Large blocks of highly identical duplications are enriched near human centromeres and telomeres as well as specific focal regions within euchromatin. Not surprisingly, these regions are very poorly represented within the WGSA (Fig. 2; see also Supplementary Fig. 2). Such duplication regions are also frequently associated with genomic disease owing to non-allelic homologous rearrangement between intrachromosomal duplications. We examined the WGSA for five disease breakpoint regions (spinal muscular atrophy type I, Charcot–Marie–Tooth disease, velocardiofacial/DiGeorge syndrome, Prader–Willi syndrome and William's syndrome). Between 71–97% of the sequence corresponding to these large segmental duplications was absent (Supplementary Fig. 1). It follows that strict dependence on a WGSA approach would severely oversimplify the architecture of our genome and limit an understanding of the molecular aetiology of such diseases.

**Figure 2: Distribution of LCR16a duplications in two assemblies.**

As a final assessment of segmental duplications between the assemblies, we analysed 19 duplicons whose copy number and distribution within the human genome had been experimentally validated by fluorescence in situ hybridization and/or hybridization data. We mapped 75 sequence tags corresponding to these 19 duplicons by BLAST sequence similarity searches against the two human genome assemblies (Supplementary Table 3). Within the finished build34 genome a total of 535 copies mapped to specific chromosome positions—in good agreement with experimental data (n = ∼580 copies). Eleven mapped to positions within the unplaced or random sequence contigs. By comparison, only 240 discrete loci could be identified within the WGSA. Of these, 94 mapped to specific chromosomal positions, whereas the remainder localized to an unknown chromosome. We conclude that a minor fraction (∼ 20%) of the duplicated sequence is correctly placed within the WGSA and that more than one-half of the duplications have been collapsed or lost.

◆ TASKS
- 1) In the passage on duplications in human genome assemblies, how many copies of the 19 duplicons mapped to specific chromosome positions in the finished build34 genome?
- 2) Carry on the passage on duplications in human genome assemblies, picking up right after its last sentence.

◆ RAW DATA
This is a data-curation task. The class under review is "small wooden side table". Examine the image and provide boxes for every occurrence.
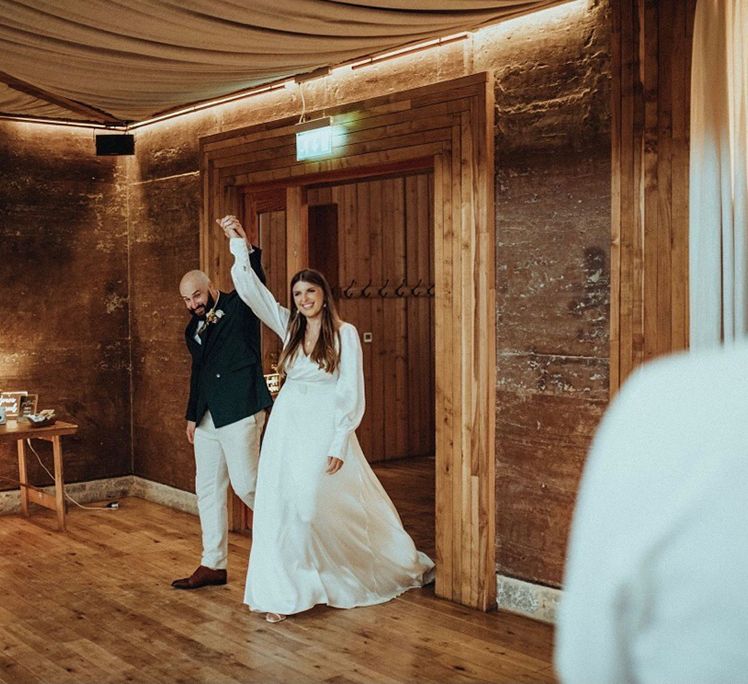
[0,420,78,530]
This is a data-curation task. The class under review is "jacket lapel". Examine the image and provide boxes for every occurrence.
[201,292,227,356]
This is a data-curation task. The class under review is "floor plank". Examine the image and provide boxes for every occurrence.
[0,459,555,684]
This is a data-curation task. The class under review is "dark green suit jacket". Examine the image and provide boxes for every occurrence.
[184,248,273,427]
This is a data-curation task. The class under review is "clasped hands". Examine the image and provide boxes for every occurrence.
[218,214,343,475]
[216,214,247,241]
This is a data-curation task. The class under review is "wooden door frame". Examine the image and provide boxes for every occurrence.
[200,72,496,610]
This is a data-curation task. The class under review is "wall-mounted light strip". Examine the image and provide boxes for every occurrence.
[0,114,127,131]
[344,31,470,69]
[295,116,333,161]
[0,31,470,132]
[127,79,288,131]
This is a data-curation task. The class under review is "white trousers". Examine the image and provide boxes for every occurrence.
[195,411,265,570]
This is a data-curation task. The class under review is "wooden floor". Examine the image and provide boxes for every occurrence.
[0,461,554,684]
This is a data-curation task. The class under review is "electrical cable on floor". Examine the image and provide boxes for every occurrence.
[25,439,119,511]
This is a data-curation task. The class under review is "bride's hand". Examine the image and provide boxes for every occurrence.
[325,456,343,475]
[216,214,247,240]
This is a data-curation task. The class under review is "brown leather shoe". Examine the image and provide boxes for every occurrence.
[171,565,226,589]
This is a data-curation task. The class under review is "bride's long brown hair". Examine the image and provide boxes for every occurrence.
[278,268,340,375]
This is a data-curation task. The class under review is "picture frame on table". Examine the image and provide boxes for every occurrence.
[18,394,39,418]
[0,391,28,419]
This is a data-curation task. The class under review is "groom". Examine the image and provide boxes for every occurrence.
[172,240,272,589]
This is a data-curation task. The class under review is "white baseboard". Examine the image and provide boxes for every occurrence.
[0,475,133,515]
[130,475,197,515]
[0,475,197,515]
[496,575,561,624]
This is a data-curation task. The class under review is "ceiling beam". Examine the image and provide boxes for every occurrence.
[0,71,127,124]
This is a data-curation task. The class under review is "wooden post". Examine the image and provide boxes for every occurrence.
[52,435,65,531]
[17,439,29,515]
[610,0,696,394]
[286,186,309,281]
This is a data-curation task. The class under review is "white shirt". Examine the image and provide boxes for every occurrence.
[555,347,748,684]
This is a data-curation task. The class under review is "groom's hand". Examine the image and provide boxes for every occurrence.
[216,214,247,241]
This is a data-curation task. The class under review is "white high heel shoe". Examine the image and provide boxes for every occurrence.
[265,613,288,624]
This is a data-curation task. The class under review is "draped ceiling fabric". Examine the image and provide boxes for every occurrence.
[0,0,563,121]
[689,0,748,349]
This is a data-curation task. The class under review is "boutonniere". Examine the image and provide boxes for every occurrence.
[197,300,226,335]
[205,309,224,323]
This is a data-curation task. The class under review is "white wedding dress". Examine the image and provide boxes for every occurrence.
[231,238,434,615]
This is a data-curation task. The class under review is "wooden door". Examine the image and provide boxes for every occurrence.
[307,172,435,462]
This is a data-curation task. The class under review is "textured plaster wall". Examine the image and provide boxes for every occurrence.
[0,0,610,585]
[0,122,132,489]
[495,2,611,585]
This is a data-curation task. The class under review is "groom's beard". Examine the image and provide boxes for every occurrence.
[190,294,216,321]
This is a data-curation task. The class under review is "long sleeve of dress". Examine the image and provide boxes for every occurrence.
[230,238,290,340]
[328,323,366,460]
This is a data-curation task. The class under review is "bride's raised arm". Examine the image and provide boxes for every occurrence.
[229,237,290,340]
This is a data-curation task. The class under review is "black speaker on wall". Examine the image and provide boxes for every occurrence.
[96,133,135,157]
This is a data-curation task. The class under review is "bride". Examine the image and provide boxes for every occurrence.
[217,216,434,622]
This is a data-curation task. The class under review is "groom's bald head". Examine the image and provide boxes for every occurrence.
[179,271,215,317]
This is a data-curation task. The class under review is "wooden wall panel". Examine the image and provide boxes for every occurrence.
[200,73,496,610]
[307,173,435,462]
[610,0,696,392]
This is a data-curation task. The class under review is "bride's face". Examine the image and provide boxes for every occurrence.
[293,280,325,318]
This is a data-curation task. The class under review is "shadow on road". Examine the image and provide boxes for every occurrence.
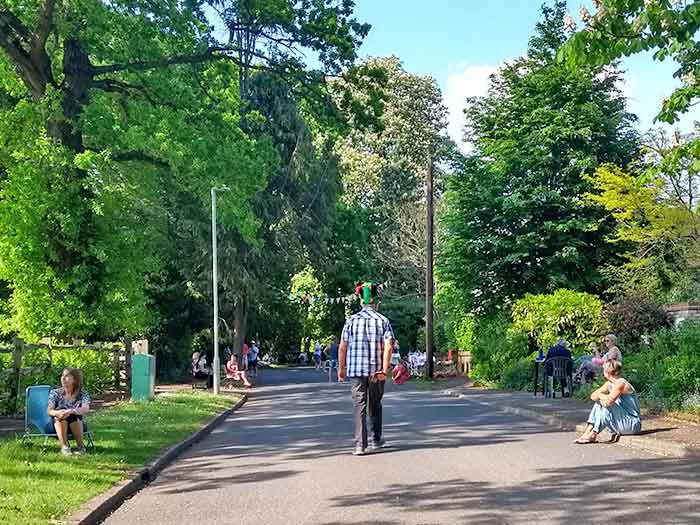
[333,459,700,523]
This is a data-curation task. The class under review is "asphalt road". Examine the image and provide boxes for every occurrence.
[106,369,700,525]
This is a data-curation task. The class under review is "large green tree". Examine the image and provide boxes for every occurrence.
[328,56,449,347]
[439,1,637,310]
[0,0,368,344]
[559,0,700,123]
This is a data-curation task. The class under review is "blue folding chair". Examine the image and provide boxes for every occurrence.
[22,385,95,448]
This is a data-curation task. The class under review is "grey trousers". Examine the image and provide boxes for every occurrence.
[352,377,384,448]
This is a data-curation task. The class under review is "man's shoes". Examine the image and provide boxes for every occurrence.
[352,445,367,456]
[369,438,386,451]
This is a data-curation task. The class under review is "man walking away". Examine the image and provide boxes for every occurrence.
[338,283,394,456]
[314,341,321,370]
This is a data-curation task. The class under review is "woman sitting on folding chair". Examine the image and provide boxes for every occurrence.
[226,354,253,388]
[45,368,90,455]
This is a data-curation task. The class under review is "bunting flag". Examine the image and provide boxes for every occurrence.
[289,281,390,305]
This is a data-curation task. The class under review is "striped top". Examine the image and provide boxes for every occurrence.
[340,306,394,377]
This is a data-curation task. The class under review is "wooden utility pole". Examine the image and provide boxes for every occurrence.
[425,158,433,379]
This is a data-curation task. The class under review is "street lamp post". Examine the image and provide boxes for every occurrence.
[211,186,230,395]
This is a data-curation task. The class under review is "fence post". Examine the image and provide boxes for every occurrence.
[124,336,131,395]
[112,346,121,390]
[12,339,24,415]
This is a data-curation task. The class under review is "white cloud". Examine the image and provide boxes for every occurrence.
[445,64,499,151]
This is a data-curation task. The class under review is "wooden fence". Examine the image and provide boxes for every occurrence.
[0,339,132,414]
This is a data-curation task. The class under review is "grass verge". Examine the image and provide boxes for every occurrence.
[0,392,237,525]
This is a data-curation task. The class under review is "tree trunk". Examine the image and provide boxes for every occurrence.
[233,294,248,358]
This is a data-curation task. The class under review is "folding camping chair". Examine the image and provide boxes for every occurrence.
[22,385,95,449]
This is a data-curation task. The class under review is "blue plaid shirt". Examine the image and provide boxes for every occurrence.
[340,306,394,377]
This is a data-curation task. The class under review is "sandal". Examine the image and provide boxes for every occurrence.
[574,436,598,445]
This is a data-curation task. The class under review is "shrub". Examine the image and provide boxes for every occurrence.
[512,288,606,351]
[623,321,700,410]
[471,315,528,383]
[499,359,532,391]
[454,315,476,352]
[605,295,671,352]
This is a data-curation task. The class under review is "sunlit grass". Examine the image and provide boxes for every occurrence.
[0,392,237,525]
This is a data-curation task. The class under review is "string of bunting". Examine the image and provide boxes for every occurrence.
[290,281,389,304]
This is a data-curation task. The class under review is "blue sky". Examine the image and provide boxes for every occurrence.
[356,0,700,144]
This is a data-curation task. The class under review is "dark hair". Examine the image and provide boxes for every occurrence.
[61,367,83,393]
[603,359,622,377]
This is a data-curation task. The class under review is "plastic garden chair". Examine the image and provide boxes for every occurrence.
[22,385,95,448]
[544,357,574,398]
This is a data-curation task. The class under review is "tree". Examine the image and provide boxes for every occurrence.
[438,1,637,310]
[0,0,274,337]
[559,0,700,123]
[586,131,700,301]
[331,56,447,346]
[0,0,369,344]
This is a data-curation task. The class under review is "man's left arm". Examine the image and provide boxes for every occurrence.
[382,337,394,374]
[382,322,394,374]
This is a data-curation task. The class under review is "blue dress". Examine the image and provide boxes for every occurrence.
[588,379,642,434]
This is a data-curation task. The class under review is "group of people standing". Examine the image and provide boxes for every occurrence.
[191,341,260,388]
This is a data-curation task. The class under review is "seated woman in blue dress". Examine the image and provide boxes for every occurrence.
[575,360,642,444]
[45,368,90,455]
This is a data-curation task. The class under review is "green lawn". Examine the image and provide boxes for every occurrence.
[0,392,237,525]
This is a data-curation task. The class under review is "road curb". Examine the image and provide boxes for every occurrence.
[68,394,248,525]
[443,390,700,459]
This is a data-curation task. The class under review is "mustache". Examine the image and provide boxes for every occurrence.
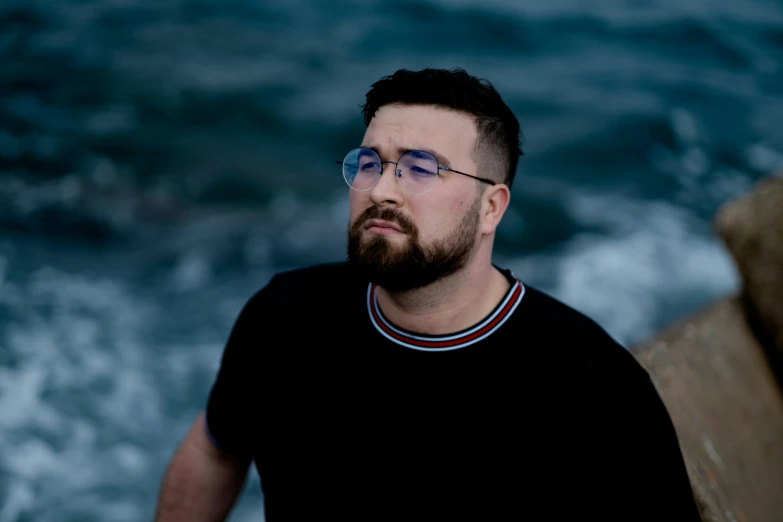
[352,207,416,235]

◆ ANSWERS TO THIS EXERCISE
- 1) 535 copies.

- 2)
Segmental duplications and WGSA chromosome length

The size of human euchromatin within build34 (2,865 Mb) is significantly larger than that predicted by the WGSA (2,696 Mb). This size difference is not uniformly distributed among chromosomes (Table 1; see also Supplementary Fig. 3). Although some of this lost euchromatin, 170 Mb, has been attributed to reduced coverage of the sex chromosomes as a result of the male donor in the WGSA⁸, differences in the length of the sex chromosomes would only account for 44.9 Mb of sequence. As human chromosomes vary considerably in duplication content, we sought to determine whether there was a correlation between chromosomes that carry large blocks of duplications with high sequence identity and reduced chromosomal length (Supplementary Fig. 3). There is a strong correlation (r = 0.9) between the reduction in chromosome length and the number of highly identical duplication bases (Table 1). Chromosome 16 is most notable in this regard. This chromosome is reduced by 17% in the WGSA. It is also the autosome that has the largest fraction of highly identical segmental duplications (Table 1). We estimate that missing segmental duplications contribute more than 50% to the reduced size of the WGSA when compared with build34 (90 Mb out of the 170 Mb reduced size).

Implications

Our analysis clearly shows that strict WGSA has limited capacity to resolve the structure of duplicated regions within genomes. Most of this effect, however, occurs among duplications that exceed >15 kb in length and show greater than 97% sequence identity. We predict that the largest, nearly identical duplications will be absent from WGS sequence assemblies. Clearly, different assembly algorithms^16,17 may perform better or worse than the Celera assembler—with a trade-off between ability to separate repeats and robustness in the face of polymorphism or sequencing error—but these thresholds provide a useful benchmark for future genome assembly comparison. This study has several important ramifications.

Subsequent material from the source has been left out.